(INSTRUCTIONS TO FOLLOW)
In the records, take the lines from the one containing "obj: stone wall | fmt: x1,y1 -> x2,y2" through the one containing "611,246 -> 681,265", inclusive, and write them out again with "rope coil" swapped for "coiled rope" and nothing else altered. Leave out the picture markers.

* Begin LISTING *

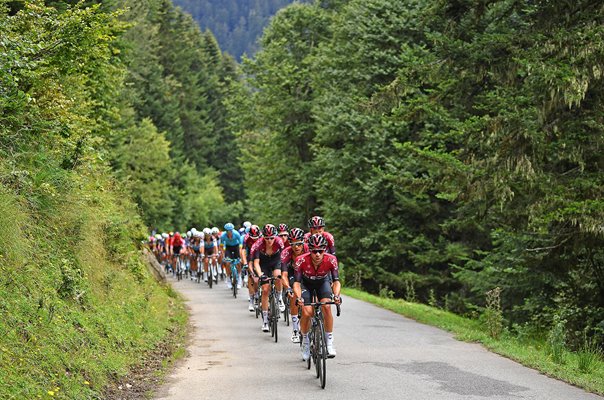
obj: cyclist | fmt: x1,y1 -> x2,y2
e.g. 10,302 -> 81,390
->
243,225 -> 262,312
281,228 -> 308,343
170,232 -> 185,273
294,233 -> 341,361
190,228 -> 202,280
304,215 -> 336,256
277,224 -> 289,248
250,224 -> 285,332
201,228 -> 218,282
220,222 -> 245,289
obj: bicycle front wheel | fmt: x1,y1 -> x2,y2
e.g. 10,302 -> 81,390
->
315,320 -> 327,389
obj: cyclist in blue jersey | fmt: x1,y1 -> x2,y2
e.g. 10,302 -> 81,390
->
220,222 -> 245,289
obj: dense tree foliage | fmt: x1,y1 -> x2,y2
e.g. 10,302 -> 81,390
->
232,0 -> 604,344
174,0 -> 306,59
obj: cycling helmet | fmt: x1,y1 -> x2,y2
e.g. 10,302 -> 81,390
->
308,215 -> 325,228
250,225 -> 260,239
308,233 -> 327,251
289,228 -> 304,243
262,224 -> 277,236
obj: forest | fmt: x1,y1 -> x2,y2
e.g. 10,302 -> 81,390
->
174,0 -> 304,60
0,0 -> 604,397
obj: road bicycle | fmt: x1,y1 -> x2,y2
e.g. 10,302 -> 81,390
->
268,275 -> 281,343
299,296 -> 340,389
223,257 -> 241,298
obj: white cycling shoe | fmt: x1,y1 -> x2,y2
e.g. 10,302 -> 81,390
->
302,343 -> 310,361
327,344 -> 336,358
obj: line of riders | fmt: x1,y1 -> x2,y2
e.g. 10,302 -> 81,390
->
149,216 -> 342,361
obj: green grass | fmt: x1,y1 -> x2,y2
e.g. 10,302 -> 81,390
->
0,165 -> 187,400
342,288 -> 604,395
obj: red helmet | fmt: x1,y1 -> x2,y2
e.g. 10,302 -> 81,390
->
289,228 -> 304,243
308,215 -> 325,228
308,233 -> 327,251
250,225 -> 261,239
262,224 -> 277,236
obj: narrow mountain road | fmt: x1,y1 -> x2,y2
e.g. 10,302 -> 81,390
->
156,278 -> 602,400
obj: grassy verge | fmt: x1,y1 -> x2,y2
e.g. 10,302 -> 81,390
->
0,163 -> 186,400
342,288 -> 604,395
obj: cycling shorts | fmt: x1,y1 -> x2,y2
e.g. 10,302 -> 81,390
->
301,278 -> 333,304
224,246 -> 240,260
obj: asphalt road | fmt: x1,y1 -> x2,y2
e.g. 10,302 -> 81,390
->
156,278 -> 602,400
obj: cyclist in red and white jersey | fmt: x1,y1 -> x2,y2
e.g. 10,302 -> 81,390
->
294,233 -> 341,361
277,224 -> 289,248
251,224 -> 285,332
281,228 -> 308,343
243,225 -> 262,312
304,215 -> 336,256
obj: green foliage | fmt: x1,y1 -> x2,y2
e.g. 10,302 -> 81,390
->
174,0 -> 310,59
0,1 -> 188,399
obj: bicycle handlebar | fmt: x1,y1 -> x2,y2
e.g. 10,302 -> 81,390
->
304,301 -> 341,317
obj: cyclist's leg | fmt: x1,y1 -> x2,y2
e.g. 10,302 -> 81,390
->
317,279 -> 336,358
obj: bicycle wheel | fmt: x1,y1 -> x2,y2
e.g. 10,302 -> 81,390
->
283,293 -> 289,326
231,268 -> 238,298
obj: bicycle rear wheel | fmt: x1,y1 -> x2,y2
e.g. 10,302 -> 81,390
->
271,296 -> 279,343
316,320 -> 327,389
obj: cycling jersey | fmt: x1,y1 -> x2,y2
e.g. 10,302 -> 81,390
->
304,232 -> 336,256
220,231 -> 243,246
251,236 -> 284,276
294,253 -> 340,282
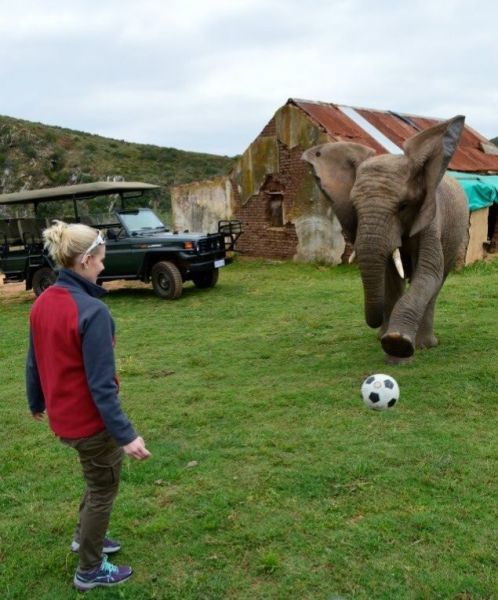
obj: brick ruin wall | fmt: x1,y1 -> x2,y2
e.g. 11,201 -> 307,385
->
233,119 -> 314,259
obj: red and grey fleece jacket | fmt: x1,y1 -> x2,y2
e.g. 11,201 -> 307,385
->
26,269 -> 137,446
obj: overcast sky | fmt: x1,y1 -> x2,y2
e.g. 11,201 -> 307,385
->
0,0 -> 498,155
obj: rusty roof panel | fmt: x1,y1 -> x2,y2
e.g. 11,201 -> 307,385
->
289,98 -> 498,173
292,100 -> 387,154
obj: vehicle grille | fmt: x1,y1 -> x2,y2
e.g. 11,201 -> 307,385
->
197,235 -> 225,254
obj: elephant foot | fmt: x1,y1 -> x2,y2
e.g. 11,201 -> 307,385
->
380,331 -> 415,358
384,354 -> 413,365
416,334 -> 439,349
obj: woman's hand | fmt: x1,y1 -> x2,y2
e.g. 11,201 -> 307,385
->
123,436 -> 152,460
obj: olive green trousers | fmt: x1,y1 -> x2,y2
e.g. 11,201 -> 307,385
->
60,430 -> 124,571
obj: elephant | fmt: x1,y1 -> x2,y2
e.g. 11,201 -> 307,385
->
302,115 -> 469,364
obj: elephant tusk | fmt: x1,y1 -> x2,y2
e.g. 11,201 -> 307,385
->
393,248 -> 405,279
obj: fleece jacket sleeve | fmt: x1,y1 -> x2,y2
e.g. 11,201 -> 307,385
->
26,331 -> 45,414
80,302 -> 137,446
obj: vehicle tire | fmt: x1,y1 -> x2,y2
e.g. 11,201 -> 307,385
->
150,261 -> 183,300
31,267 -> 57,296
192,269 -> 220,289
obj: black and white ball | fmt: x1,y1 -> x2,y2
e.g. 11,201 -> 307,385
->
361,373 -> 399,410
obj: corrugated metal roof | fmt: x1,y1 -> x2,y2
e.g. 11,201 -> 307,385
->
288,98 -> 498,173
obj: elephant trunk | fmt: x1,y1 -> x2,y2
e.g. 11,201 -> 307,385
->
355,228 -> 389,328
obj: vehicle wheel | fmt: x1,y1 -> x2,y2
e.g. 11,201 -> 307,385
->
32,267 -> 57,296
192,269 -> 220,289
150,261 -> 183,300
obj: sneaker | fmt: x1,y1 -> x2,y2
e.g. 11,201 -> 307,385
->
73,556 -> 133,592
71,538 -> 121,554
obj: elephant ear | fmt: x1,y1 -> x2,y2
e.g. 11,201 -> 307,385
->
403,115 -> 465,236
301,142 -> 375,243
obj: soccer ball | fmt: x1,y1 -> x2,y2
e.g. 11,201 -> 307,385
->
361,373 -> 399,410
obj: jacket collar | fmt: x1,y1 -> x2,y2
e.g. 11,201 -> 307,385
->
56,269 -> 107,298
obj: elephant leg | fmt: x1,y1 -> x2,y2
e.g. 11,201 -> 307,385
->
377,264 -> 405,339
381,236 -> 444,358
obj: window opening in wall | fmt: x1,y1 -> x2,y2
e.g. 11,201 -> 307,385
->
485,204 -> 498,252
266,192 -> 284,227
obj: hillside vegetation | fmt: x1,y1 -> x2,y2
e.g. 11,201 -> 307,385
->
0,116 -> 234,210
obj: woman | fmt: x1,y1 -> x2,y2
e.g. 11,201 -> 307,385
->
26,221 -> 150,591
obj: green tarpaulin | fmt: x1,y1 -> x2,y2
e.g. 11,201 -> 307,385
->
446,171 -> 498,212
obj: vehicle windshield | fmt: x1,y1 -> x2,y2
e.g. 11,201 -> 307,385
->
118,210 -> 165,233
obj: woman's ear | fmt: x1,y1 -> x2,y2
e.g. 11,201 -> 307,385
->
403,115 -> 465,236
301,142 -> 375,243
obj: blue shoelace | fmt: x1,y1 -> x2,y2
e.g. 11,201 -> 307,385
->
100,556 -> 119,575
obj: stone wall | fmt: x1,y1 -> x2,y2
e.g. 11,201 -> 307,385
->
171,177 -> 233,233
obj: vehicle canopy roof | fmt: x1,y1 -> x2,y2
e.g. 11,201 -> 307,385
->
0,181 -> 159,204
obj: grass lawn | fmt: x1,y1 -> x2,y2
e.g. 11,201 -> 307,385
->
0,259 -> 498,600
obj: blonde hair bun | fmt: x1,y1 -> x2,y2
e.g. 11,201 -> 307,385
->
43,219 -> 99,268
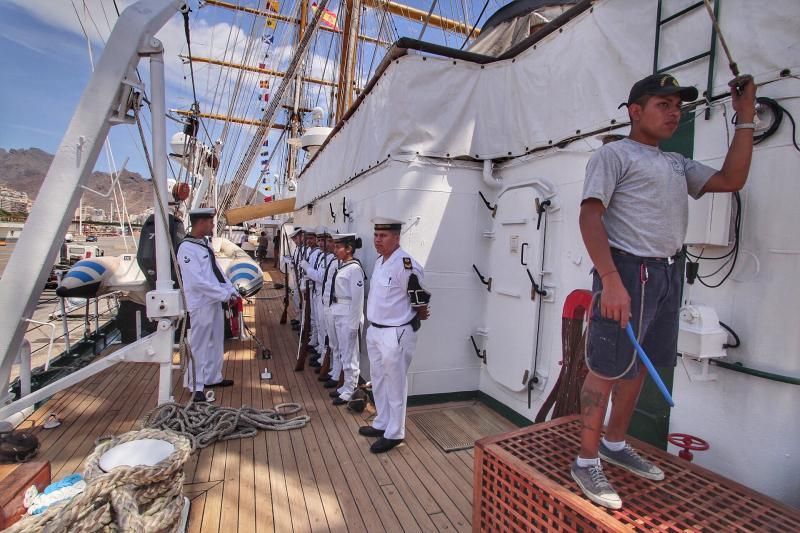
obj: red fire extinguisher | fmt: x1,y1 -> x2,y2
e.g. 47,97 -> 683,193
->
225,298 -> 243,337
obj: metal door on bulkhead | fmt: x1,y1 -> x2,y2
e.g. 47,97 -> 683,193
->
485,186 -> 541,391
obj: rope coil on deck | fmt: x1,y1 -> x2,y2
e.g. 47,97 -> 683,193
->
142,402 -> 311,449
7,429 -> 192,533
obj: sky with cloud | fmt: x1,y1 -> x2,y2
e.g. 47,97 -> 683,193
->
0,0 -> 503,202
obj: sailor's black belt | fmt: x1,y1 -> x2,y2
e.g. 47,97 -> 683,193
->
371,318 -> 414,329
611,246 -> 681,265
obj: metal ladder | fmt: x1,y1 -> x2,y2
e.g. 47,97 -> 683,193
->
653,0 -> 719,116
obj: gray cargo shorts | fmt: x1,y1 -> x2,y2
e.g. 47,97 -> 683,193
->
586,249 -> 683,379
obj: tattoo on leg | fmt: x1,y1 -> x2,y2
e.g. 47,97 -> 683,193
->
581,389 -> 603,430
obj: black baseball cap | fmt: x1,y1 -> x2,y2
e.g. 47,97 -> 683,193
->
620,73 -> 698,107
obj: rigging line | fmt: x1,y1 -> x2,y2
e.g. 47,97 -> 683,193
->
220,0 -> 296,166
100,2 -> 112,35
461,0 -> 472,34
245,130 -> 288,205
362,6 -> 386,80
314,2 -> 344,112
219,3 -> 298,195
459,0 -> 489,50
438,0 -> 453,46
220,0 -> 336,224
314,20 -> 336,107
206,11 -> 239,141
417,0 -> 438,41
223,0 -> 297,201
225,2 -> 300,200
217,0 -> 272,191
217,6 -> 256,144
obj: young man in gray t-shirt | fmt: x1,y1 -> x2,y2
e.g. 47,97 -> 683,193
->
572,74 -> 755,509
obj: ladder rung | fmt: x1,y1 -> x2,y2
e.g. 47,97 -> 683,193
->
656,52 -> 711,74
658,0 -> 703,26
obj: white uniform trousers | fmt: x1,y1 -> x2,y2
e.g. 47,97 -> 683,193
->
292,288 -> 302,318
322,306 -> 342,379
311,289 -> 328,350
367,325 -> 417,439
183,302 -> 225,392
333,314 -> 361,400
308,288 -> 319,349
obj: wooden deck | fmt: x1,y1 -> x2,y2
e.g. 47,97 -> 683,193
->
23,273 -> 513,533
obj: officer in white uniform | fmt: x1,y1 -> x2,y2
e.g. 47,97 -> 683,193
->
300,228 -> 320,357
317,231 -> 342,382
330,233 -> 367,405
306,226 -> 335,367
283,227 -> 303,330
177,208 -> 239,401
359,218 -> 430,453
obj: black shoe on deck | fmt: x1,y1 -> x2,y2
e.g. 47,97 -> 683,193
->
206,379 -> 233,389
358,426 -> 383,437
369,437 -> 403,453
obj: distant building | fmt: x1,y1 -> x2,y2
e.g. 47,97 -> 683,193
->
0,186 -> 33,214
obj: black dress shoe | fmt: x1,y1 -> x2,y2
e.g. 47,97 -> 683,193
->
358,426 -> 383,437
369,437 -> 403,453
206,379 -> 233,389
192,391 -> 208,403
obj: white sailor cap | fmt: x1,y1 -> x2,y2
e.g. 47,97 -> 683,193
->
372,217 -> 405,231
189,207 -> 217,218
331,233 -> 358,242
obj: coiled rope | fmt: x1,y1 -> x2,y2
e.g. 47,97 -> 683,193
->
142,402 -> 311,449
7,429 -> 192,533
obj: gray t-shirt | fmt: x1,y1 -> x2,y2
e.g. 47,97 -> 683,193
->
583,139 -> 717,257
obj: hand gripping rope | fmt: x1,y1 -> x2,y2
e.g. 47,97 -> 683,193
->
584,263 -> 675,407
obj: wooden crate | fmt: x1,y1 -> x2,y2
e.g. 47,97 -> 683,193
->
472,416 -> 800,533
0,461 -> 50,530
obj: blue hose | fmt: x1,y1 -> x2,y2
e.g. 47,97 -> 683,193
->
625,322 -> 675,407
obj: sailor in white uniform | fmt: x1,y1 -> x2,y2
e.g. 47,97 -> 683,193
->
306,226 -> 333,368
177,208 -> 239,401
283,227 -> 303,330
300,228 -> 320,357
359,218 -> 430,453
330,233 -> 367,405
318,236 -> 342,389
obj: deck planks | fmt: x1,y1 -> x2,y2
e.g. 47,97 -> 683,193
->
20,272 -> 513,533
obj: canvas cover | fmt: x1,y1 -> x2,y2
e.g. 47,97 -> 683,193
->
297,0 -> 800,206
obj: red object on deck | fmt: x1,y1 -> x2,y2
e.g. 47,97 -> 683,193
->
472,416 -> 800,533
667,433 -> 711,461
229,298 -> 244,337
561,289 -> 592,319
0,461 -> 50,529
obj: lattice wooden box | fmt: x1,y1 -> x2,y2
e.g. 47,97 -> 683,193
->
472,416 -> 800,533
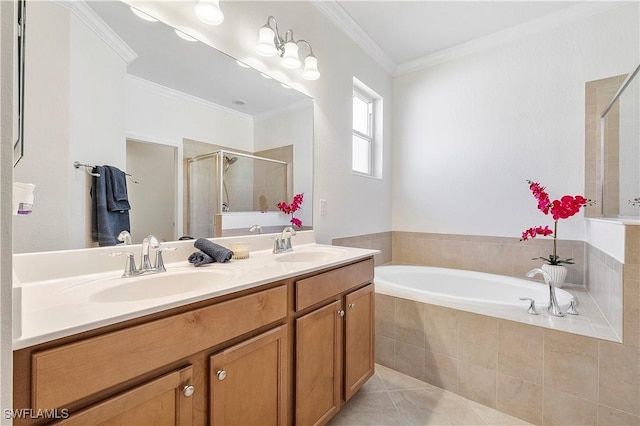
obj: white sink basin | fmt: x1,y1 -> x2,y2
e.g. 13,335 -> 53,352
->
275,247 -> 345,262
89,269 -> 234,303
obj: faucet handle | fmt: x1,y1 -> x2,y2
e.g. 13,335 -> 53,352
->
153,247 -> 178,272
520,297 -> 538,315
567,297 -> 580,315
109,251 -> 140,277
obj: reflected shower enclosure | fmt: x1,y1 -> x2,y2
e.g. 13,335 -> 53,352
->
185,150 -> 291,237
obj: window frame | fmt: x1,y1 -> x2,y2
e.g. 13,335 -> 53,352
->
351,86 -> 376,177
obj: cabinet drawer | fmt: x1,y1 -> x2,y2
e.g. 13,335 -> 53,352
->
31,286 -> 287,409
296,259 -> 373,311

* End LISTING *

(TASK ANSWER)
obj: stone wall | fmt: x1,y1 -> x2,y2
e.g. 11,201 -> 307,385
->
171,177 -> 233,233
obj: vehicle canopy roof | fmt: x1,y1 -> x2,y2
e.g. 11,201 -> 307,385
->
0,181 -> 159,204
obj: grass lawn | fmt: x1,y1 -> x2,y2
e.g. 11,201 -> 307,385
->
0,259 -> 498,600
obj: blonde hair bun | fmt: x1,y1 -> x2,y2
e.g. 11,201 -> 307,385
->
43,219 -> 99,268
obj: red fire extinguisher | fmt: x1,y1 -> x2,y2
e.g. 47,97 -> 683,193
->
225,298 -> 243,337
obj: metal door on bulkhead | fmt: x1,y1 -> x2,y2
e.g. 47,97 -> 683,193
->
485,186 -> 541,391
obj: coiled rope on deck | fmt: x1,y1 -> x2,y2
e.g. 47,97 -> 683,193
->
142,402 -> 311,449
7,429 -> 192,533
obj: sky with cloud | fmt: x1,y1 -> x2,y2
e.g. 47,97 -> 683,193
->
0,0 -> 503,202
obj: sailor's black belt | fmt: x1,y1 -> x2,y2
e.g. 47,97 -> 683,193
->
371,318 -> 414,329
611,246 -> 681,265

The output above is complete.